Excerpted passage:
** Start **

The night before, Julius was sitting in the basement, embracing
his mother. They went out onto the street, grasping each other,
but the whips of policemen separated them. All of the Jews got
into two columns. One of the two wolud be marching to the gas
chamber. No one knew which column that would be. Julius wanted
his mother to outlive him. But fate made another decision.
Approaching the gas chamber, Beila realized that her
column was the one going "on gas". She smiled and waved
her hand. Julius was not able to hear her mother's voice but he
understood - she had given him her blessing.
"Did you want to share her destiny?" I ask
Balbin.
"Only the first days after her death," he says.
"I knew that after I died, the memory of her would vanish
from this world. I had an ardent desire to survive. I changed my
name to Balbin - for my mother Beila to be remembered."
One night I slept in Julius' apartment. When I was about
to turn of the lights, he told me, "Leave some light for my
mother." There was a screen with a sculpted portrayal of
Beila by his bed. A small lamp illuminates it day and night.
"Do not ask me,"he says, "how I survived. I
had a lot of luck, as if it had been given to me by my mother. I
was not a kind of hero, no. But I never bertayed my friends. I
fell in love and the passion enabled me to live."

** End **

Given data:
** Start **

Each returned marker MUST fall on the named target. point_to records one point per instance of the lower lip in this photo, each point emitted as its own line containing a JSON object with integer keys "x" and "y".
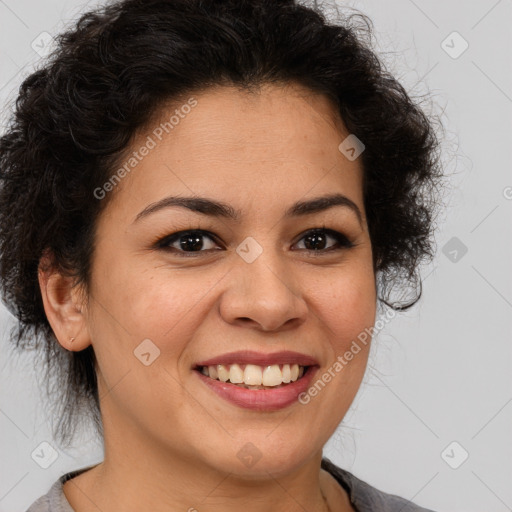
{"x": 261, "y": 399}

** End **

What the exercise asks: Please carry the account of Julius Balbin and his mother Beila forward, picking up after its last sentence, "I fell in love and the passion enabled me to live."

Result below:
A love in the concentration camp: was it possible?
The silence of my room
is pregnant with the sound
Of your voice
that rings with the screams
of the day we parted.
Her name was Hanna Bachner. Two youngsters, Julius and
Hanna, were fond of each other. But in the camp they lived
divided by the wire. He in the male part, she in the female part.
Julius worked as an aide to the dentist (this dentist was
his father) and was given extra food. When night fell, Julius
would jump over the wire fence under the guards' bullets to his
fiancee, with some bread in his hands. They ate and made love,
knowing that each of these encounters could be the last. But they
were ready to pay with their lives for those heavenly moments.
Hanna was shot to death by a Nazi, together with her
mother. From that day on, two more people were buried in Julius'
heart. Julius has been faithful to his fiancee until even now -
he had never been married.
"They call us survivors," he says. "It is
true about me. I sought to survive. I was not a hero."
"Do you remember any heroes in the concentration
camps?" I ask him.
"Some of them," he responds. "I remember
how two Russian Jews escaped. They were caught and executed in
the presence of all of us inmates. In their last moment, they
shouted: "We will overcome! Long live our fatherland!"
"What did you do in the camp? What did you daily
tasks consist of?" I ask him, the former inmate of four
camps.
"We robbed a Jewish cemetery," he answers.
"Yes, the German knew how to humiliate us. We dug out the
gravestones to build slum houses for the inmates. That way we
robbed the deceased to help the living corpses." He laughs.
"However, every day more and more of us joined the
dead."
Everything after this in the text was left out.